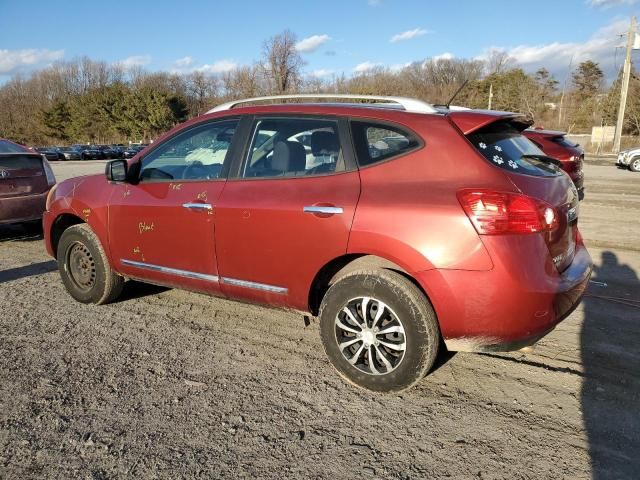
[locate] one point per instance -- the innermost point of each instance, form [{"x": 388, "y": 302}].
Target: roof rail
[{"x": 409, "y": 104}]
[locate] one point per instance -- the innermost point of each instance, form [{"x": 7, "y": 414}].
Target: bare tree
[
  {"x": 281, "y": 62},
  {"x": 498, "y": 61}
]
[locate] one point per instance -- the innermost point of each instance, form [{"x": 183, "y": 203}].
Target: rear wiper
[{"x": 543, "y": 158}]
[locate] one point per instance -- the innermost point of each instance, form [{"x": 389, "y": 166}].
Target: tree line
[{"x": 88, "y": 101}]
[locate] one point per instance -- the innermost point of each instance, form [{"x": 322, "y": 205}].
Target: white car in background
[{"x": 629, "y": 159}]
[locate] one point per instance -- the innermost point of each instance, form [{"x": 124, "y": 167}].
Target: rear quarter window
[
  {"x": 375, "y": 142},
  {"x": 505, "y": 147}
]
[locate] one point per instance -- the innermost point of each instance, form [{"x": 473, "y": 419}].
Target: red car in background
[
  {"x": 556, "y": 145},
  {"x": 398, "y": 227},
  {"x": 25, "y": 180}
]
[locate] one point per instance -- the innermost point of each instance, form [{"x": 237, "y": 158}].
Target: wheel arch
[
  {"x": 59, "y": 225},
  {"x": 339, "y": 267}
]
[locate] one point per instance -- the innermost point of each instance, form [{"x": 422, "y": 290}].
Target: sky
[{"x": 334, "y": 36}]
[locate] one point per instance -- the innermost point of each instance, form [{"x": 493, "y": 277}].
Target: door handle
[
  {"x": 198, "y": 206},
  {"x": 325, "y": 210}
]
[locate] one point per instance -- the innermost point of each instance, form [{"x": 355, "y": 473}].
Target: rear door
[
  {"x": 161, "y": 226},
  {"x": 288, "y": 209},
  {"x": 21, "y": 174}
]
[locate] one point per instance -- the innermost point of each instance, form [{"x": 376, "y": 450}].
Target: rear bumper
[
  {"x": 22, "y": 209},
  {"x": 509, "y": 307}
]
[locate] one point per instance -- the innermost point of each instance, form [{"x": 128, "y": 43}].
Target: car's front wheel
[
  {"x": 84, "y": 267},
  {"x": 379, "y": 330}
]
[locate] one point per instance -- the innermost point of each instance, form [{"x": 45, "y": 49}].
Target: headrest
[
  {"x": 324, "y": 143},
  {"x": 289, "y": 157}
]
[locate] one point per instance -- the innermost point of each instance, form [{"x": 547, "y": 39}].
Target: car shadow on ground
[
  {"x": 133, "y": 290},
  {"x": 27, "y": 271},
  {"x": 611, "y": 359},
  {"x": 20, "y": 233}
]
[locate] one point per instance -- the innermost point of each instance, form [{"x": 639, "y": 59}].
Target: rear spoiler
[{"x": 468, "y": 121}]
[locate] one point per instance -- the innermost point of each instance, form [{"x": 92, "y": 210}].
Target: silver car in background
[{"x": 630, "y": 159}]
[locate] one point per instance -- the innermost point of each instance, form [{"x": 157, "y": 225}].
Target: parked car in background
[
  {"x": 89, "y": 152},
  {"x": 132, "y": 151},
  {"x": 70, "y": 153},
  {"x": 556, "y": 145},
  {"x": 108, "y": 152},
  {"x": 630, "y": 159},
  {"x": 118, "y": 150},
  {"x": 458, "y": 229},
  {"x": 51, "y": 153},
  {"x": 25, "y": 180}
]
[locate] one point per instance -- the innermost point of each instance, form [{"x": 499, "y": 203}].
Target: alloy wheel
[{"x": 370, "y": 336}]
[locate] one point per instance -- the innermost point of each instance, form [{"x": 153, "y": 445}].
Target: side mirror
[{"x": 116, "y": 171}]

□ □ □ □

STATED EXERCISE ::
Leave the pictures out and print the records above exactly as they stand.

WORKED SOLUTION ::
[locate] one point per instance -- the innermost point of each instance, form [{"x": 388, "y": 302}].
Target: roof rail
[{"x": 409, "y": 104}]
[locate] one point per instance -- the innermost point of each instance, form [{"x": 7, "y": 414}].
Target: bare tree
[
  {"x": 281, "y": 62},
  {"x": 498, "y": 61}
]
[locate] one point per instance -- the innermost point of each instance, form [{"x": 183, "y": 203}].
Target: rear wiper
[{"x": 543, "y": 158}]
[locate] one point per instance -- the innermost point of each instance, form [{"x": 389, "y": 166}].
Target: tree line
[{"x": 88, "y": 101}]
[locate] one point per instance -- the innermost point of each instance, form [{"x": 322, "y": 205}].
Target: white car in background
[{"x": 629, "y": 159}]
[locate] one point per instance -- the innermost point of each instance, form [{"x": 124, "y": 167}].
Target: rear quarter window
[
  {"x": 375, "y": 142},
  {"x": 505, "y": 147}
]
[locate] one point per instance -- the innermost point of each instance, form [{"x": 473, "y": 419}].
Target: red car in background
[
  {"x": 556, "y": 145},
  {"x": 398, "y": 227},
  {"x": 25, "y": 180}
]
[locate] one point per instance -- the innermost point of each instance, form [{"x": 237, "y": 158}].
Target: wheel arch
[
  {"x": 59, "y": 225},
  {"x": 339, "y": 267}
]
[locate] one point per instance -- the innermost point of each instance, form [{"x": 422, "y": 290}].
Target: sky
[{"x": 334, "y": 36}]
[locate] one point per instance -- the innermost point of each instance, form [{"x": 493, "y": 277}].
Target: door handle
[
  {"x": 198, "y": 206},
  {"x": 325, "y": 210}
]
[locate] one point per instance -- the innermost point of each instance, form [{"x": 355, "y": 473}].
Target: rear door
[
  {"x": 161, "y": 226},
  {"x": 288, "y": 209},
  {"x": 21, "y": 174}
]
[locate] one point per instance -- the innermost point of each instance, form [{"x": 376, "y": 450}].
Target: rear bumper
[
  {"x": 22, "y": 209},
  {"x": 509, "y": 307}
]
[locate] one point per instance -- the innermost point of each instance, form [{"x": 128, "y": 43}].
Target: car's front wheel
[
  {"x": 84, "y": 267},
  {"x": 379, "y": 330}
]
[locate] one point per instance -- the innermost point of each instance, form [{"x": 45, "y": 49}].
Target: headrest
[
  {"x": 324, "y": 143},
  {"x": 289, "y": 157}
]
[locate] one point per instance -- the innermost point of each instance, form [{"x": 547, "y": 39}].
Target: car shadow on ground
[
  {"x": 133, "y": 290},
  {"x": 27, "y": 271},
  {"x": 611, "y": 359},
  {"x": 20, "y": 233}
]
[locate] one point per instance -- the innermost point of each instance, form [{"x": 639, "y": 59}].
Target: rear spoiler
[{"x": 468, "y": 121}]
[locate] one point per instance -- the innermost point of each instance, form [{"x": 92, "y": 210}].
Target: silver car in background
[{"x": 630, "y": 159}]
[locate] one point per instance -- the innermost point of each instance, form [{"x": 157, "y": 225}].
Target: parked car in background
[
  {"x": 89, "y": 152},
  {"x": 132, "y": 151},
  {"x": 70, "y": 153},
  {"x": 556, "y": 145},
  {"x": 108, "y": 152},
  {"x": 630, "y": 159},
  {"x": 118, "y": 150},
  {"x": 458, "y": 229},
  {"x": 51, "y": 153},
  {"x": 25, "y": 180}
]
[locate] one point per instance -- the innermost point of each instance, form [{"x": 499, "y": 203}].
Target: alloy wheel
[{"x": 370, "y": 336}]
[locate] one point per instance -- the innermost point of each instance, form [{"x": 153, "y": 445}].
Target: side mirror
[{"x": 116, "y": 171}]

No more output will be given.